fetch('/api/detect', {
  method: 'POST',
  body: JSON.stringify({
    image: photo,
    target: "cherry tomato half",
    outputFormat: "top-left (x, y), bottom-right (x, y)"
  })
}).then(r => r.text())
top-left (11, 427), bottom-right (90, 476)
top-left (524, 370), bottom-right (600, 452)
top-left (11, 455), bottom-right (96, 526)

● ● ● ●

_WORK ORDER_
Your answer should contain every entry, transcribed exactly.

_REPLY_
fetch('/api/detect', {
  method: 'POST',
  body: JSON.stringify({
    image: photo,
    target: "cherry tomato half",
    outputFormat: "top-left (x, y), bottom-right (x, y)"
  })
}).then(r => r.text())
top-left (11, 427), bottom-right (90, 476)
top-left (524, 370), bottom-right (600, 452)
top-left (11, 455), bottom-right (96, 526)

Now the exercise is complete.